> [GIVEN PASSAGE]:
---------------

The latest Deloitte quarterly legal sector survey today (13 September) revealed a 10.5% increase in fee income generated in Q1 (ending 31 July) compared to the same period last year.

The growth was boosted by mergers within the sector, which accounted for approximately half of the fee income increase, with the balance due to an increase in general market activity.

The highest growth in transactional activity was in the second quartile 26-50 range, which saw growth of 14.6%. This was followed closely by the 51-100 category, which saw a 13.4% increase in activity.

Billable hours per fee earner remained broadly flat on the previous year, with just a 0.3% rise for the 26-50 category and 1.2% for firms in the 51-100 range. However, in an indication that pricing pressures have eased since last year, fees per fee earner saw a 3.5% increase among 26-50 bracket firms and 2.3% in the 51-100 category.

‘This has been a very positive quarter for law firms with the sector achieving underlying growth averaging around 5%. Firms’ property and corporate departments have generally had strong quarters with the more positive macroeconomic environment feeding through to higher levels of activity,’ said Jeremy Black, a partner in Deloitte’s professional services practice.

‘Merger activity continues apace, particularly in the volume space and outside of London where markets remain tough and law firms continue to face a number of challenges. Consolidation outside the top 25 firms has led to significant growth in average fee income and fee earner headcount,’ he continued.

Law firms are correspondingly more confident about the outlook for the coming financial year, forecasting an average fee income increase of 5.1% for 2013-14, with an increase of 4.2% for the next quarter, the report finds.

---------------

Records from a collection

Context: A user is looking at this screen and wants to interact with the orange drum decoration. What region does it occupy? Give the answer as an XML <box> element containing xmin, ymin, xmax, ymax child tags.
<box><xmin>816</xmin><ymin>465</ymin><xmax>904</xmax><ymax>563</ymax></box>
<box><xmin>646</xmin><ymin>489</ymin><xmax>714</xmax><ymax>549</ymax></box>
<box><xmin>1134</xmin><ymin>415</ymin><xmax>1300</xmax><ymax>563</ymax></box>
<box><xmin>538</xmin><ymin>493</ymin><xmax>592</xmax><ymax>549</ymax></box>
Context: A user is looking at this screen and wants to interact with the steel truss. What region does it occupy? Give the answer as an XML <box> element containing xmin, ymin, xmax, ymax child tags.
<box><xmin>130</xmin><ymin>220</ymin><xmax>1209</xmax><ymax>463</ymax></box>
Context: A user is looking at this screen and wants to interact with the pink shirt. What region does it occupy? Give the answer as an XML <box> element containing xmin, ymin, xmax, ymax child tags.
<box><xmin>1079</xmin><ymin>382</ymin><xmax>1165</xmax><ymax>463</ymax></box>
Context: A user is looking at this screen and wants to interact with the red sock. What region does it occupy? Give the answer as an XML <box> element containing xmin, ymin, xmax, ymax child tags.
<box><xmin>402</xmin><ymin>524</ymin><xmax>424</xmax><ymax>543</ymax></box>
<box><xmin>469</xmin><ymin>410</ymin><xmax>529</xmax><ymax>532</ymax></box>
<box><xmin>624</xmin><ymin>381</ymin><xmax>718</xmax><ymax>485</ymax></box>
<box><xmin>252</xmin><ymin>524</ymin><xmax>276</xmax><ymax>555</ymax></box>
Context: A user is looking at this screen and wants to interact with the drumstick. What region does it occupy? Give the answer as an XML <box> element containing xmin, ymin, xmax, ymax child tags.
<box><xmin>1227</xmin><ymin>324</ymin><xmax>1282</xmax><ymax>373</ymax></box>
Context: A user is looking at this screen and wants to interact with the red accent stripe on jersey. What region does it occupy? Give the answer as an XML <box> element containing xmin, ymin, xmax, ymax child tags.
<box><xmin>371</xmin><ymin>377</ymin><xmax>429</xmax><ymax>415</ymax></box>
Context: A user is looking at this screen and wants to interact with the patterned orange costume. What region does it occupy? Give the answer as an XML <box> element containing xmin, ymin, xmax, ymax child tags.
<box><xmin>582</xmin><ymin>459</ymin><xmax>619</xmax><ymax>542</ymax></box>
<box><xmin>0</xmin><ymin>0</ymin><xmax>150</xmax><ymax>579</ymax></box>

---------------

> [PROBLEMS AND TASKS]:
a - Condense the paragraph of the survey article that begins "Billable hours per fee earner" into a short bulleted list that keeps its main figures.
b - Pull out the part of the survey article between "The highest growth" and "professional services practice.", inclusive, copying it word for word.
Rely solely on the survey article when working.

> [RESULTS FOR THE EXERCISE]:
a -
- Billable hours per fee earner stayed broadly flat year on year: up 0.3% for the 26-50 category and 1.2% for the 51-100 range.
- Fees per fee earner rose 3.5% for 26-50 bracket firms and 2.3% for the 51-100 category, suggesting pricing pressures have eased since last year.

b -
The highest growth in transactional activity was in the second quartile 26-50 range, which saw growth of 14.6%. This was followed closely by the 51-100 category, which saw a 13.4% increase in activity.

Billable hours per fee earner remained broadly flat on the previous year, with just a 0.3% rise for the 26-50 category and 1.2% for firms in the 51-100 range. However, in an indication that pricing pressures have eased since last year, fees per fee earner saw a 3.5% increase among 26-50 bracket firms and 2.3% in the 51-100 category.

‘This has been a very positive quarter for law firms with the sector achieving underlying growth averaging around 5%. Firms’ property and corporate departments have generally had strong quarters with the more positive macroeconomic environment feeding through to higher levels of activity,’ said Jeremy Black, a partner in Deloitte’s professional services practice.